▶ Data supplied:

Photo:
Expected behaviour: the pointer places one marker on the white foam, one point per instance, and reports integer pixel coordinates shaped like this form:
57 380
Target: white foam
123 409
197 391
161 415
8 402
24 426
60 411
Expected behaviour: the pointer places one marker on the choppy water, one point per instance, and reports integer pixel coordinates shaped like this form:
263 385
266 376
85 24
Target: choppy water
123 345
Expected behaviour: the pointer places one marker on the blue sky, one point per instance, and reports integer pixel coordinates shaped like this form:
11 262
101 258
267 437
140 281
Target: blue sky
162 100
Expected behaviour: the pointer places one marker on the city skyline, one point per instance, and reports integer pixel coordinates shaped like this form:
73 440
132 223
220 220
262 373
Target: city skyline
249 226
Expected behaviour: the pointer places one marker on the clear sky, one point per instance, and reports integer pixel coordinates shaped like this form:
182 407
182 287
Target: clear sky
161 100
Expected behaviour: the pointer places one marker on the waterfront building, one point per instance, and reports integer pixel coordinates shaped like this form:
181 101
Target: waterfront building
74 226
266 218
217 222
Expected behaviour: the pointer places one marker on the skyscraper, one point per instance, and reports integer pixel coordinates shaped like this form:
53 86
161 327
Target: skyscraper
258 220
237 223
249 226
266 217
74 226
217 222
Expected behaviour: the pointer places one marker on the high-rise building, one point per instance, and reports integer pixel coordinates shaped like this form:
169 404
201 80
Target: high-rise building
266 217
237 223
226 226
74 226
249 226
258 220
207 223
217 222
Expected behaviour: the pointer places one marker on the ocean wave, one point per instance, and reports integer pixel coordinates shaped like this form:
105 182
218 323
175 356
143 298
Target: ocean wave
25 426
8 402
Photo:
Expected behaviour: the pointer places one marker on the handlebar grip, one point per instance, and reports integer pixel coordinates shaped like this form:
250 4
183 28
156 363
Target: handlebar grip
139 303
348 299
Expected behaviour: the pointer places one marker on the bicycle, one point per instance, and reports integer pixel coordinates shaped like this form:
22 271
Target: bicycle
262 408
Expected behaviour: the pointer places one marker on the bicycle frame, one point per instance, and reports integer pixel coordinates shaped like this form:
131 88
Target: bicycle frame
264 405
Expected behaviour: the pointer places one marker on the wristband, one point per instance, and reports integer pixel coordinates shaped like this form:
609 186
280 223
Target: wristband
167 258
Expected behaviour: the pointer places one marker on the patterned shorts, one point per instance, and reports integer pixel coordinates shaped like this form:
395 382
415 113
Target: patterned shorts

▶ Given instruction:
Rewrite every line from the one containing "bicycle frame, one" through the end of the entries, requests included, with each answer coordinate multiplied by 2 and rounded to a whole number, halves up. Leave the numbers in the requests and their format samples unchanged.

▶ Reply to the exercise:
Expected behaviour: the pointer places one marker on the bicycle frame, one point per instance, and reports integer pixel coordinates shaped like this form:
131 88
Target: bicycle frame
528 810
Expected behaviour: the pointer places one marker on the wristband, one point per instance, and reports integer pixel coordinates shaped like this form:
609 186
280 223
Target: wristband
334 516
Expected behaviour: the pointer places one marker on the patterned shorts, one point per instance, and reports integer pixel coordinates shaped like this form:
395 382
415 113
Target: patterned shorts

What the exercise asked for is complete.